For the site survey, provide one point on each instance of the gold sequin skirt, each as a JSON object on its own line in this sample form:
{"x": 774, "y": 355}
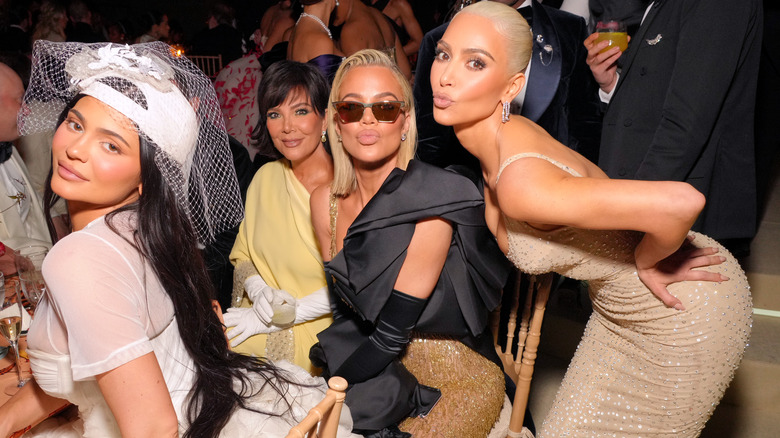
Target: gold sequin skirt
{"x": 472, "y": 389}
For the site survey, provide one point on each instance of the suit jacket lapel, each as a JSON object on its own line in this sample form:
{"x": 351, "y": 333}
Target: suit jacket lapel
{"x": 546, "y": 70}
{"x": 637, "y": 40}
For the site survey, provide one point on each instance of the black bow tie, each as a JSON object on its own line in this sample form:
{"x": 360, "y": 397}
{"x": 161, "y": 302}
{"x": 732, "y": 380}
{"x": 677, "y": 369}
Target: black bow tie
{"x": 528, "y": 13}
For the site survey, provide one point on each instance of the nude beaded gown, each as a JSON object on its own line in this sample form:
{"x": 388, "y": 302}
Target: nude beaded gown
{"x": 641, "y": 369}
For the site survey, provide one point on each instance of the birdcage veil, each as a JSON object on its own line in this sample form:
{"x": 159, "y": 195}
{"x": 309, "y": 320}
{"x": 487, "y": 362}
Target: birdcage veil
{"x": 170, "y": 103}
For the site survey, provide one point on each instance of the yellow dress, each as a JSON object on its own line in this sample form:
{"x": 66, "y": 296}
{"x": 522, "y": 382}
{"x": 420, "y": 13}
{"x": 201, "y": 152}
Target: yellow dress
{"x": 277, "y": 241}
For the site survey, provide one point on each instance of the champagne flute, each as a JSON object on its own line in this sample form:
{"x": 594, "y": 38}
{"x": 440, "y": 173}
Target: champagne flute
{"x": 11, "y": 328}
{"x": 29, "y": 260}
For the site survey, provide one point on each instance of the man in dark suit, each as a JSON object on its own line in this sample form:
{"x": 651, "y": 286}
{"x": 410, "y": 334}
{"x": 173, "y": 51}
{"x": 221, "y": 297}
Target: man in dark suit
{"x": 682, "y": 107}
{"x": 560, "y": 95}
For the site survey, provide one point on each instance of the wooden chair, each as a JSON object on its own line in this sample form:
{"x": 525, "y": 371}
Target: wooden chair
{"x": 520, "y": 366}
{"x": 323, "y": 419}
{"x": 210, "y": 65}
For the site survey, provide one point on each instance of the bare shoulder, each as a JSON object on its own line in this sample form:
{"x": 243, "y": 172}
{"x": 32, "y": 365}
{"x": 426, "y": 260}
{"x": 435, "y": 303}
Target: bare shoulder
{"x": 320, "y": 218}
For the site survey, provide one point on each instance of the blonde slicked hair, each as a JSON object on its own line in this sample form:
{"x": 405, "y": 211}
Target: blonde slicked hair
{"x": 344, "y": 181}
{"x": 511, "y": 26}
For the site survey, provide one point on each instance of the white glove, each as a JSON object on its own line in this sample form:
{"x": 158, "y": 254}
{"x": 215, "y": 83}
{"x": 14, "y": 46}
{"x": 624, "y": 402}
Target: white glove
{"x": 245, "y": 323}
{"x": 313, "y": 306}
{"x": 262, "y": 296}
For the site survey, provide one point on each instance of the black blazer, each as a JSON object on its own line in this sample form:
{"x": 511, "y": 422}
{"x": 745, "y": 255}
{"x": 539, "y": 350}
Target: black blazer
{"x": 684, "y": 104}
{"x": 562, "y": 96}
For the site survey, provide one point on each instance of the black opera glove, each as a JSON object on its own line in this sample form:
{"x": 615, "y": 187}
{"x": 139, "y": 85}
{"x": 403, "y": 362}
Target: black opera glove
{"x": 394, "y": 325}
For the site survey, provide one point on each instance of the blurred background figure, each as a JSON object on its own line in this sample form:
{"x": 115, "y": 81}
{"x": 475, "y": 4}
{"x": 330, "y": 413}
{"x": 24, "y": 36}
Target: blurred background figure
{"x": 276, "y": 254}
{"x": 81, "y": 26}
{"x": 666, "y": 121}
{"x": 406, "y": 25}
{"x": 21, "y": 212}
{"x": 153, "y": 26}
{"x": 221, "y": 36}
{"x": 15, "y": 26}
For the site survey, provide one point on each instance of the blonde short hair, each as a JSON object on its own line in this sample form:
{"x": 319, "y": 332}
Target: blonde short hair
{"x": 344, "y": 181}
{"x": 511, "y": 25}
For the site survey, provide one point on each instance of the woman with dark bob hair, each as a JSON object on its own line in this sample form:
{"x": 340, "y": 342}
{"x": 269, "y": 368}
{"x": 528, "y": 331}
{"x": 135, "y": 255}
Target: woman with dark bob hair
{"x": 126, "y": 330}
{"x": 276, "y": 254}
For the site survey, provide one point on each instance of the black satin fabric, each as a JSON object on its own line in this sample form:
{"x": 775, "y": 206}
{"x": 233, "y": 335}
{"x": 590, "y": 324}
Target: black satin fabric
{"x": 363, "y": 274}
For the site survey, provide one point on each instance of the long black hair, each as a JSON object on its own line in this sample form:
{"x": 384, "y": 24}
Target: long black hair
{"x": 165, "y": 237}
{"x": 280, "y": 80}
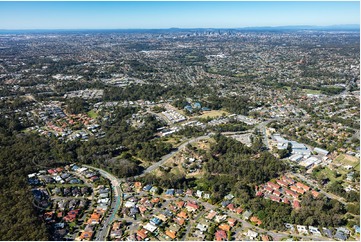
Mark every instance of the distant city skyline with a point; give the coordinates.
(159, 15)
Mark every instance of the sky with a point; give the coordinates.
(155, 15)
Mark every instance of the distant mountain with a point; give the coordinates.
(344, 27)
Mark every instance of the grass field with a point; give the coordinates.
(92, 114)
(347, 160)
(326, 172)
(213, 113)
(310, 91)
(174, 140)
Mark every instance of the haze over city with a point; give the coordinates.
(154, 15)
(179, 121)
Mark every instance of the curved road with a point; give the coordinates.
(115, 205)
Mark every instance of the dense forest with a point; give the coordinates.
(19, 156)
(234, 168)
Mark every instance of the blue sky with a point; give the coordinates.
(125, 15)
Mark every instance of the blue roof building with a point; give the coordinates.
(197, 105)
(169, 192)
(155, 221)
(357, 228)
(147, 188)
(188, 108)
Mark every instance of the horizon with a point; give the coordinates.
(298, 27)
(178, 15)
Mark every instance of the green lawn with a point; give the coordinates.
(92, 114)
(347, 160)
(310, 91)
(326, 172)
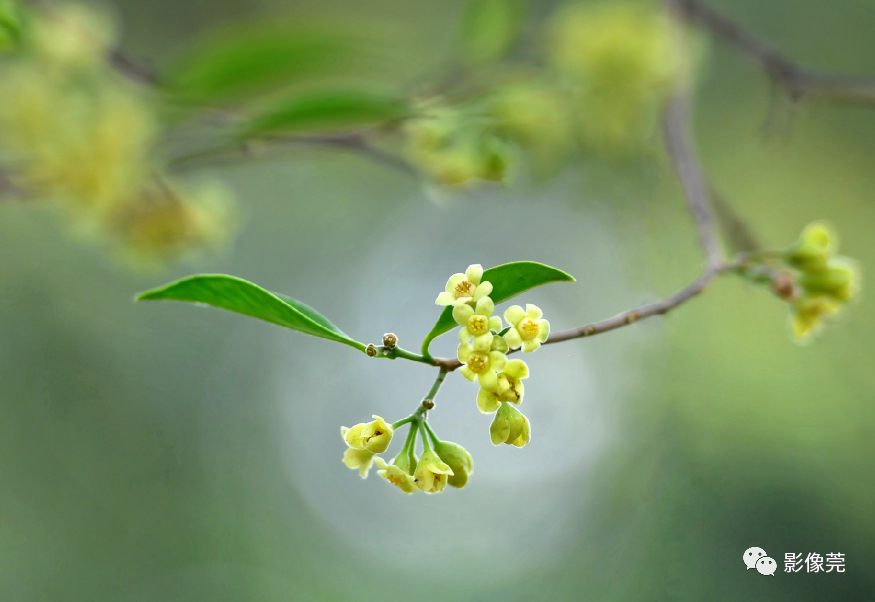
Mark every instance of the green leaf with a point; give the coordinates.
(508, 280)
(326, 110)
(489, 29)
(234, 294)
(256, 58)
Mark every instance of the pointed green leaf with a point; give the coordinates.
(234, 294)
(257, 58)
(489, 29)
(326, 110)
(508, 280)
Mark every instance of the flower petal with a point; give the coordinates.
(485, 307)
(517, 369)
(530, 346)
(445, 298)
(488, 380)
(543, 330)
(483, 342)
(487, 403)
(461, 314)
(533, 311)
(513, 338)
(483, 289)
(514, 314)
(474, 274)
(453, 282)
(468, 373)
(497, 360)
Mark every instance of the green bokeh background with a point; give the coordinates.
(160, 452)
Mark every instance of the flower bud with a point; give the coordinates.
(813, 249)
(840, 280)
(458, 459)
(360, 459)
(353, 436)
(431, 473)
(377, 435)
(510, 426)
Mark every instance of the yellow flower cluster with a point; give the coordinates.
(74, 132)
(825, 282)
(444, 463)
(483, 350)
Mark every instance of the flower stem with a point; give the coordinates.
(431, 433)
(398, 423)
(425, 446)
(442, 374)
(410, 441)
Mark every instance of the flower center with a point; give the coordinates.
(478, 363)
(464, 289)
(528, 329)
(477, 325)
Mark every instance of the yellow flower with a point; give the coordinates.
(510, 426)
(360, 459)
(477, 322)
(398, 473)
(458, 459)
(510, 387)
(353, 435)
(809, 314)
(840, 280)
(377, 435)
(527, 328)
(431, 473)
(465, 288)
(811, 252)
(481, 366)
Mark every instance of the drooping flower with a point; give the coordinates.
(458, 459)
(510, 387)
(360, 459)
(477, 322)
(527, 330)
(431, 473)
(481, 366)
(465, 288)
(808, 316)
(398, 473)
(510, 426)
(377, 435)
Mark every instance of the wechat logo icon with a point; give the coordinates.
(756, 558)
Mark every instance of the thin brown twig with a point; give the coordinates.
(794, 79)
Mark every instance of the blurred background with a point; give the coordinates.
(164, 452)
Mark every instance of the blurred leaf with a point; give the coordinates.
(490, 28)
(327, 110)
(234, 294)
(508, 280)
(259, 58)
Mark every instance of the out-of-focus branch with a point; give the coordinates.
(794, 79)
(679, 144)
(245, 151)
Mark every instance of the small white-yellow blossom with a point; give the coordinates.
(465, 288)
(481, 366)
(510, 387)
(527, 330)
(477, 322)
(397, 473)
(431, 473)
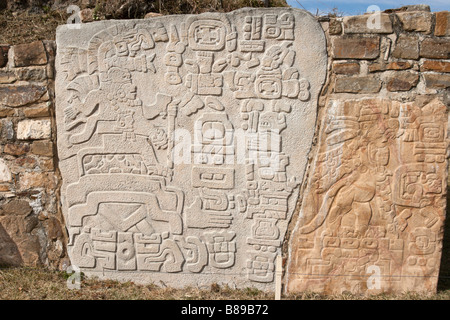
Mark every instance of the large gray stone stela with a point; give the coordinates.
(183, 140)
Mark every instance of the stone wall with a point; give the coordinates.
(31, 228)
(370, 207)
(386, 90)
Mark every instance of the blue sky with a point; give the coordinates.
(353, 7)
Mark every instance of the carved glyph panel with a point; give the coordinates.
(183, 140)
(373, 212)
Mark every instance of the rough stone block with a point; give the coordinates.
(435, 65)
(406, 47)
(442, 27)
(368, 23)
(29, 54)
(402, 81)
(34, 129)
(373, 212)
(238, 92)
(16, 149)
(357, 85)
(42, 148)
(7, 77)
(435, 48)
(334, 27)
(31, 73)
(41, 110)
(418, 21)
(3, 55)
(437, 81)
(5, 173)
(350, 68)
(356, 48)
(32, 180)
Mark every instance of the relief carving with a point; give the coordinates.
(374, 200)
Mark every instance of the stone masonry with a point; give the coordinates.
(366, 214)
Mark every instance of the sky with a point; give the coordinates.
(354, 7)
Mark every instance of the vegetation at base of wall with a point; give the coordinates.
(39, 284)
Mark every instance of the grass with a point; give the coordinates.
(42, 284)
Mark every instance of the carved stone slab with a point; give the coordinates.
(182, 142)
(372, 215)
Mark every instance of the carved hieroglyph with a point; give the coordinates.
(373, 212)
(182, 142)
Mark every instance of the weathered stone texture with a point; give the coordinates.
(34, 129)
(418, 21)
(221, 81)
(435, 65)
(29, 54)
(406, 47)
(3, 55)
(402, 81)
(350, 68)
(435, 48)
(437, 81)
(334, 27)
(356, 48)
(16, 96)
(442, 27)
(369, 23)
(358, 85)
(375, 201)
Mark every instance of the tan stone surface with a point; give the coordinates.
(356, 48)
(234, 88)
(418, 21)
(357, 85)
(29, 54)
(372, 215)
(34, 129)
(368, 23)
(16, 96)
(442, 27)
(406, 47)
(435, 48)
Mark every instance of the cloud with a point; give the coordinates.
(360, 6)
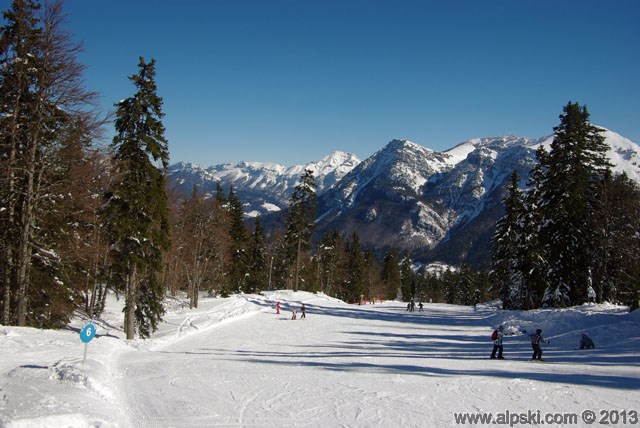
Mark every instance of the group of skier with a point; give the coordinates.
(411, 306)
(536, 339)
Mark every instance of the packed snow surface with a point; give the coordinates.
(234, 362)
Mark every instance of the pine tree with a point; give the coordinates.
(616, 225)
(354, 270)
(136, 214)
(504, 250)
(300, 224)
(43, 108)
(239, 269)
(568, 192)
(258, 260)
(406, 279)
(391, 274)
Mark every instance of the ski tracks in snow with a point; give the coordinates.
(344, 366)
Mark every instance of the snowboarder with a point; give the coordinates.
(496, 336)
(586, 342)
(536, 339)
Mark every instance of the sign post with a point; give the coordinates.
(87, 333)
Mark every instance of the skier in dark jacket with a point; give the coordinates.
(536, 339)
(497, 343)
(586, 342)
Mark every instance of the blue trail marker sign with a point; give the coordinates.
(87, 333)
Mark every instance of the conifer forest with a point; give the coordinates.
(80, 217)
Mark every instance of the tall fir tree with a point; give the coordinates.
(258, 260)
(354, 280)
(569, 192)
(407, 279)
(136, 214)
(391, 274)
(44, 108)
(239, 269)
(300, 224)
(504, 250)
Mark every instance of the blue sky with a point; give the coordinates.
(290, 81)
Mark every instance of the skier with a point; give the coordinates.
(496, 336)
(586, 342)
(535, 344)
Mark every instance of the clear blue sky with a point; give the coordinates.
(290, 81)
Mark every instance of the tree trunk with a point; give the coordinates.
(130, 304)
(295, 284)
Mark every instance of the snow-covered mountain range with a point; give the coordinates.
(262, 187)
(438, 205)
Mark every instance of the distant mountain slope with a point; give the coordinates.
(262, 187)
(438, 205)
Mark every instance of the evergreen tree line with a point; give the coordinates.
(78, 219)
(573, 235)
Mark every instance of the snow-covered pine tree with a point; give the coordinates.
(568, 192)
(44, 108)
(135, 212)
(239, 268)
(505, 251)
(391, 273)
(353, 281)
(258, 260)
(407, 283)
(300, 224)
(616, 272)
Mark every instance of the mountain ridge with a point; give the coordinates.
(436, 205)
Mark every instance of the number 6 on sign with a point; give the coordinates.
(88, 332)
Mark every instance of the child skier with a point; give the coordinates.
(535, 344)
(496, 336)
(586, 342)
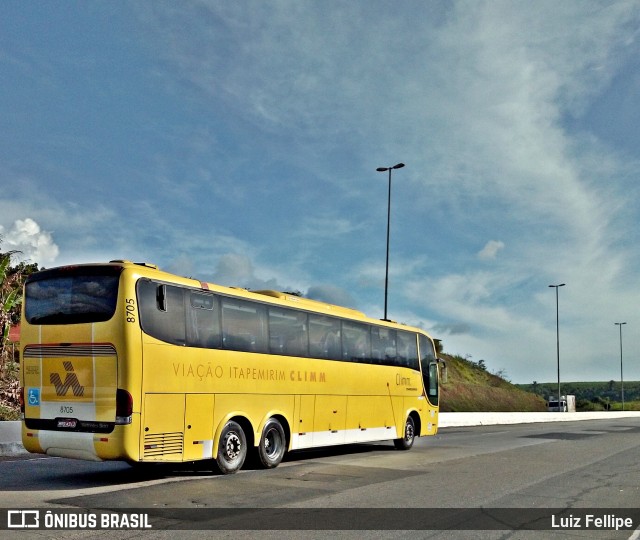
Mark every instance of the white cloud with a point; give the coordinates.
(490, 250)
(33, 244)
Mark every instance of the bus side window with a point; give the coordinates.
(288, 334)
(383, 344)
(429, 368)
(408, 350)
(324, 337)
(244, 326)
(203, 322)
(356, 342)
(165, 322)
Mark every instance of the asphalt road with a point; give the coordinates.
(496, 478)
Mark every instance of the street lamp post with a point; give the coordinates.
(386, 274)
(621, 377)
(558, 338)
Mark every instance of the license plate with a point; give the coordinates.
(67, 423)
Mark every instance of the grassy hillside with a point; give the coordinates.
(592, 396)
(471, 388)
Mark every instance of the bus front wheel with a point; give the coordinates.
(272, 444)
(409, 435)
(232, 448)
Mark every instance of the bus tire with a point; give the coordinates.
(409, 435)
(232, 448)
(273, 444)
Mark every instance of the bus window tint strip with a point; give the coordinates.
(207, 320)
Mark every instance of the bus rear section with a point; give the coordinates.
(72, 406)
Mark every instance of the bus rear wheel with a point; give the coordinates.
(232, 448)
(273, 444)
(409, 435)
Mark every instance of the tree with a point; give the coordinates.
(11, 283)
(9, 300)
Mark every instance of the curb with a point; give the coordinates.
(11, 445)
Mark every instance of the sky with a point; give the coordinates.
(238, 142)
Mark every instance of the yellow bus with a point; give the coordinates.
(122, 361)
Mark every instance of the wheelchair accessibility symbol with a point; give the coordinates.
(33, 397)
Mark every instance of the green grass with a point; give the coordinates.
(472, 389)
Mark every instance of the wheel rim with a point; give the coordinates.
(232, 446)
(409, 432)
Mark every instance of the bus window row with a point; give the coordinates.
(194, 318)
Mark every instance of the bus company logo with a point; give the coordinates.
(70, 381)
(23, 519)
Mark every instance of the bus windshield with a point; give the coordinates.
(72, 295)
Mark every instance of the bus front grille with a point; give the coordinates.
(163, 444)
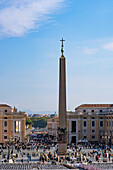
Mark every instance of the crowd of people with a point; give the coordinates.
(45, 149)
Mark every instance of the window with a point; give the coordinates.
(73, 125)
(17, 125)
(93, 137)
(5, 123)
(93, 123)
(5, 137)
(5, 131)
(84, 124)
(101, 123)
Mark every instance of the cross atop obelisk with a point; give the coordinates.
(62, 128)
(62, 49)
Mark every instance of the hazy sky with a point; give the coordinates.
(30, 33)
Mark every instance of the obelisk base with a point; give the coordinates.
(62, 149)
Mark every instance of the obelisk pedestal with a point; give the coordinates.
(62, 129)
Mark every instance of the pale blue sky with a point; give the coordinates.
(30, 33)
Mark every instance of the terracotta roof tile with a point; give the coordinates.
(94, 105)
(4, 105)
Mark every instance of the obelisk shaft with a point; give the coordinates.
(62, 129)
(62, 94)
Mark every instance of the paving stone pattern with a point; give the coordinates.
(30, 166)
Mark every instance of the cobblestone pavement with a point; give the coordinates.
(30, 166)
(103, 166)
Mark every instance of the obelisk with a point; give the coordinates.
(62, 128)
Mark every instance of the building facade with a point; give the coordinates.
(93, 122)
(12, 124)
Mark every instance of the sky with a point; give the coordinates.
(30, 33)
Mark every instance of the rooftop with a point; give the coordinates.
(94, 105)
(5, 105)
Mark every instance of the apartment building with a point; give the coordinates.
(12, 124)
(93, 122)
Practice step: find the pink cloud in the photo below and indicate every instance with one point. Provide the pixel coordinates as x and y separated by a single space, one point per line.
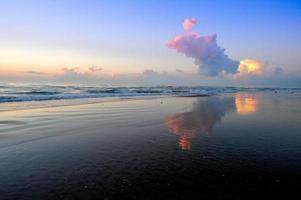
189 23
207 54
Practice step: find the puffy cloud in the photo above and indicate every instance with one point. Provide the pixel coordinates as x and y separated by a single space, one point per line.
189 23
207 54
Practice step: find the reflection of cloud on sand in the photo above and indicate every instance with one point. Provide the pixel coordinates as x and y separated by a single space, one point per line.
204 115
245 104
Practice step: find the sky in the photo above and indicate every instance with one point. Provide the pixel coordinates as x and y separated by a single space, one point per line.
129 42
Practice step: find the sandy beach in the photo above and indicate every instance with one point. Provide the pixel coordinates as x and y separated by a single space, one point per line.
228 145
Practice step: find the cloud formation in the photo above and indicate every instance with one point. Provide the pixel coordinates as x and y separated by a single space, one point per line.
207 54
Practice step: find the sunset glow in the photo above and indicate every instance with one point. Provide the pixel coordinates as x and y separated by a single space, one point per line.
245 104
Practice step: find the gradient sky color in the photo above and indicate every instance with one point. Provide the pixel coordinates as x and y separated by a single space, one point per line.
130 36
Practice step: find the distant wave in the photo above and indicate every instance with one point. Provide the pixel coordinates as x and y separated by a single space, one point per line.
17 93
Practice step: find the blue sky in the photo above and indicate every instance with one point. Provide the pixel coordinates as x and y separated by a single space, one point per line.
130 36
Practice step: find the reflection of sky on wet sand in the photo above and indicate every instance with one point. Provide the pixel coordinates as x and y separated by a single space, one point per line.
245 103
205 114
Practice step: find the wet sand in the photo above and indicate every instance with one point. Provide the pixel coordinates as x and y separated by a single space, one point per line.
231 146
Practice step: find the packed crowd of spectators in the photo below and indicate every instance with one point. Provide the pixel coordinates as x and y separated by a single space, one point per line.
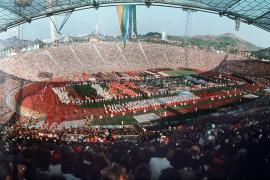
206 147
255 70
106 57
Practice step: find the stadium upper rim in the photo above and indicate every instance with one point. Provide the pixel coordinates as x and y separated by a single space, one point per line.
16 12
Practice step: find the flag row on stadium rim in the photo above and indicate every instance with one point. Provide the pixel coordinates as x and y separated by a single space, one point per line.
127 20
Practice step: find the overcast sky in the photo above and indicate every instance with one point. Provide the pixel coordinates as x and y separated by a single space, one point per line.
158 19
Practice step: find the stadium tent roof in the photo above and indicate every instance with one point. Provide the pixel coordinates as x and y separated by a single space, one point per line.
15 12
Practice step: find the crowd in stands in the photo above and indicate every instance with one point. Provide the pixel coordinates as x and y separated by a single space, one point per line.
7 84
255 70
206 147
106 57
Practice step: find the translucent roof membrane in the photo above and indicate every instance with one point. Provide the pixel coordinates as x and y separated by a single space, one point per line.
14 12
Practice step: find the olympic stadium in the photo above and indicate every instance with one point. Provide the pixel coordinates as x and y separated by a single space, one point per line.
123 102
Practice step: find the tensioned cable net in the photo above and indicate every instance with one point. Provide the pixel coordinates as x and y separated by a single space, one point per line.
15 12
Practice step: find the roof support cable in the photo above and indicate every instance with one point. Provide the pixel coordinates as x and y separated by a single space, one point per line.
63 23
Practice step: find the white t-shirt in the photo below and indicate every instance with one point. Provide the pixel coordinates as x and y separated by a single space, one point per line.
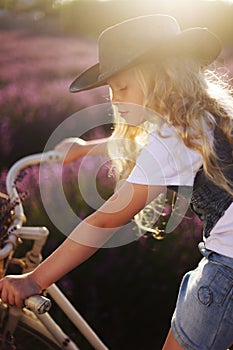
167 161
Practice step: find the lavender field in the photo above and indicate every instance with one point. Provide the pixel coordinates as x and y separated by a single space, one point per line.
126 293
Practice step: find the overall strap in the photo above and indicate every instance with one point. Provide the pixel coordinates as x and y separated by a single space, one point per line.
210 201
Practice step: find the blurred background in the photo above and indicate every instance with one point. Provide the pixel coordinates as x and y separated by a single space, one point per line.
127 294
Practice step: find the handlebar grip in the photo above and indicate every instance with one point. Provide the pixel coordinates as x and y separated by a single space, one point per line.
38 304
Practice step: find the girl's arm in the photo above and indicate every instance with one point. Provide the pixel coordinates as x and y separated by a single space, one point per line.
83 242
74 147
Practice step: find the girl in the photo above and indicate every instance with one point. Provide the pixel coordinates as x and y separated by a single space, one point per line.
174 128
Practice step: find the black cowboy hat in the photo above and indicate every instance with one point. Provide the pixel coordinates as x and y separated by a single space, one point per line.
154 36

···

**Exercise instructions:** Excluding the pictures, retype the line containing "Practice step: find the roof" and all lines after it down to the end of the data above.

**Exercise solution:**
Practice step: find the roof support cable in the photo above and indicate every instance with one point. Provide the pixel coordinates as x and y separated by a single space, one point per line.
63 23
Practice step: find the white t-shirt in the photo below and indicate every instance with one point. Provide the pixel coordinates as x and y separated by a single space, one point per line.
167 161
Practice step: find the lavender field in the photo above and indicate every instance with one point. Provide the pixel coordinates as x and y separated by a single space, one point per line.
126 293
Practice step: find the overall strap in the photo above and indicate every instance with one point. Provide the pixel coordinates as x and y separated by a single space, one point per line.
210 201
Practice step: find the blurred background in the photo above and indicate every instance with one point. Provide the pixel coordinates as x and y separated by a single space, one point per line.
127 294
Practice step: find the handlebar grip in the photo above and indicate every instance with one point. Provide the pixel coordinates as x and y separated by a single space, one point per line.
38 304
Practice step: find the girl's arm in the photo above and indicate every instance with one point. Provide the pixel coordinates as x and y separated by a single space, one point per line.
83 242
74 147
Practice step: find the girl in the photo above and indicate every instance with one point. Provide the pixel coordinates as x and y separated by a single space, one point per line.
174 128
Practice step: find the black cowboy hat in the photo above and indicate every instance with one point. Provide the pixel coordinates as x and y separated by a single space, one point per line.
154 36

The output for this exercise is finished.